::: LISTED RECORDS

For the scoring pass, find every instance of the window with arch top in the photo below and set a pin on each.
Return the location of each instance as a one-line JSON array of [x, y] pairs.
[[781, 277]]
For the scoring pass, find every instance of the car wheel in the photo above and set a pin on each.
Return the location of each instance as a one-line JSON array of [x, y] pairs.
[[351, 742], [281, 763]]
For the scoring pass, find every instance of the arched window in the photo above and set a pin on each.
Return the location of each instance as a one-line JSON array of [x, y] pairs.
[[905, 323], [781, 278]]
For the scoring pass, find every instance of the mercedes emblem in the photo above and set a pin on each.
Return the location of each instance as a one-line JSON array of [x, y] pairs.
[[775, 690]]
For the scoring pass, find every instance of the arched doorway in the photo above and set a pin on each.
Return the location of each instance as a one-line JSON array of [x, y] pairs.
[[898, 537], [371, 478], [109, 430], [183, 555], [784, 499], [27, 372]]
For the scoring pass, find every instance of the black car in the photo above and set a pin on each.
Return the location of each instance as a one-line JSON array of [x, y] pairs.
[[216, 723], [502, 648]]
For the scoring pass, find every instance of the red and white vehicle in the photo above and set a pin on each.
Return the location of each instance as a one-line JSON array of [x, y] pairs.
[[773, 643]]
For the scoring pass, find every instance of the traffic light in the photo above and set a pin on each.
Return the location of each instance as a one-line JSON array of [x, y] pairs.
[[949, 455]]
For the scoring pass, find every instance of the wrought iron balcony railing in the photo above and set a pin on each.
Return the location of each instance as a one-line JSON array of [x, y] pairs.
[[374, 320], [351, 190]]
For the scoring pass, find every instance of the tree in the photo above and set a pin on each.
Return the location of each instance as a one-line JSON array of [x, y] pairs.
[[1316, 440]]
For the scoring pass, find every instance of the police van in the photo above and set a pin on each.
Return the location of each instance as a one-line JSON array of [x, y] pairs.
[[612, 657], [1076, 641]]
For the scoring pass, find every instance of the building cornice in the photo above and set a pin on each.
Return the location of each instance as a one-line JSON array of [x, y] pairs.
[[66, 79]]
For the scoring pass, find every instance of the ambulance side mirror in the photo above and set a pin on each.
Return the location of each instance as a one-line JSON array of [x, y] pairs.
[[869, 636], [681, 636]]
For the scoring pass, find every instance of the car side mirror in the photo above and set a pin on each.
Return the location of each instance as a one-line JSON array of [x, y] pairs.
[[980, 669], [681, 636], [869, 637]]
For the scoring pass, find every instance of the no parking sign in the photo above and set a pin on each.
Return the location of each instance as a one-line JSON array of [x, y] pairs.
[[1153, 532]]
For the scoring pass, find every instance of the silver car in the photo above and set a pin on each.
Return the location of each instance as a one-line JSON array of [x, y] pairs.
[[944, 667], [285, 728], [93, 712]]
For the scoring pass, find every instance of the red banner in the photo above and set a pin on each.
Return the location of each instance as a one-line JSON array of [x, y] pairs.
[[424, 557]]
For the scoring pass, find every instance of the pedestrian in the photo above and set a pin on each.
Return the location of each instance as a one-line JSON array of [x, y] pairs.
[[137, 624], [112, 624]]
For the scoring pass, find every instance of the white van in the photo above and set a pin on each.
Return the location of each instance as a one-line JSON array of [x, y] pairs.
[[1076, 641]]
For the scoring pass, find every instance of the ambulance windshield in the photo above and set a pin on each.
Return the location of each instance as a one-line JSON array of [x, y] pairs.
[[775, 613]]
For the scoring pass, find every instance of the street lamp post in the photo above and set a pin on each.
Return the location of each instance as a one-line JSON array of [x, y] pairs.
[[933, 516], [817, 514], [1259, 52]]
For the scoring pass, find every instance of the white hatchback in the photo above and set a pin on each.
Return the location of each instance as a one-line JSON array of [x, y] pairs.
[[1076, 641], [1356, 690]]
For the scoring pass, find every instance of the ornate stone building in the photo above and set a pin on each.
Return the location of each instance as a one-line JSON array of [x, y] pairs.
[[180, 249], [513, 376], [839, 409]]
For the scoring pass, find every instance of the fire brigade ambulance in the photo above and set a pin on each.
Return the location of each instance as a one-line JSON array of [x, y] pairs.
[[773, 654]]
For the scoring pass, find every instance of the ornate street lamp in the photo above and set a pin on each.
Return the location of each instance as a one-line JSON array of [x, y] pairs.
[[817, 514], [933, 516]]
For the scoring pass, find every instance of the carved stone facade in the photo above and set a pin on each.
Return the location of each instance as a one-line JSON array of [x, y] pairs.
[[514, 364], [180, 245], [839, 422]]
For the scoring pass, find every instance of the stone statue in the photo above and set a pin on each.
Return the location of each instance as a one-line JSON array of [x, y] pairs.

::::::

TASK: Return exactly the lines from the line bearing "For the scoring pass, find every instance of the white van" to the end of the records, inclusive of both; include no other lines.

RESULT FOR THIS EXERCISE:
For the scoring pass, find every instance of the white van in the photo above and set a pin on each.
Return the location of each instance as a one-line JSON array of [x, y] pairs.
[[1076, 641]]
For the scoring pass, find every instance of the ambulance windshield in the photo above and set a pin on each.
Return the location of each instance as a one-line JSON array of [x, y] pairs.
[[775, 613]]
For the scoring pass, find every instance of the street lamp post in the photo above and set a pin on each.
Return the location of each instance as a one-line JSON array of [x, y] pairs.
[[933, 516], [817, 514], [1259, 52]]
For the scoring pass, find every instance of the white hatchback in the photo above and set a pin on each.
Return the location of each instance as a one-line JSON array of [x, y] pairs.
[[1076, 641], [1356, 690]]
For the scoring pass, find every instance of the ornate stone building in the photo above and set a pin on each.
Return the location of each instance as a one-line JSON array of [x, y] pairs.
[[180, 249], [513, 376], [839, 409]]
For the scoring pass, find every instance of the fire brigade ambulance in the photo above and set a pin on each.
Return the location of each instance as a one-line JSON array of [x, y] pairs.
[[773, 654]]
For the scoring pass, find every instance of the ornate street lamp in the photo above and set a pin on each.
Return the location of each instance as a one-line JSON array of [x, y] pairs.
[[817, 514], [933, 516]]
For the scoring pass, find every instance of the carved stone facade in the photo above and set a pin on each.
Return the location of each instance as a one-line JSON array of [x, y] pairs.
[[514, 364], [180, 245], [839, 422]]
For the scoring pass, find every instance of the stone statue in the photo above and set a pin on each.
Return the location of each instance as a one-line JSON array of [x, y] pairs.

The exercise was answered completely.